▶ _Problem_: In the court opinion passage, what injury did the decedent suffer when Curtis's dog caused her to fall?

Supreme Court properly denied the motion of defendant L. David Curtis, d/b/a Canoe Country, seeking summary judgment dismissing the complaint against him for injuries sustained by decedent when Curtis's dog caused her to fall and fracture her hip. Even assuming, arguendo, that Curtis met his initial burden on the motion, we conclude that plaintiff raised issues of fact whether Curtis's dog exhibited a vicious propensity and whether Curtis had knowledge of that propensity (cf., Plennert v. Abel, 269 A.D.2d 796, 704 N.Y.S.2d 417). In opposition to the motion, plaintiff submitted proof that Curtis was aware that his dog would “muzzle greet[ ]” Curtis's customers by touching them on the arm or leg with an open mouth while following them on a homemade dog run into the common hallway of Curtis's building. Liability involving an animal “is predicated upon the owner's keeping of the animal, despite his knowledge of the animal's vicious propensities” (Lynch v. Nacewicz, 126 A.D.2d 708, 709, 511 N.Y.S.2d 121; see, Plennert v. Abel, supra ). Although Curtis's dog may have been acting in a playful manner, the term “vicious propensity” includes a propensity to act in a manner that may endanger the safety of another, whether playful or not (see, Mitura v. Roy, 174 A.D.2d 1020, 572 N.Y.S.2d 182; see also, Anderson v. Carduner, 279 A.D.2d 369, 369-370, 720 N.Y.S.2d 18).

▶ _Data_:
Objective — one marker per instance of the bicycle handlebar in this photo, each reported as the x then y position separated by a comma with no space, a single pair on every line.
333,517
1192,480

▶ _Task answer_: She fractured her hip.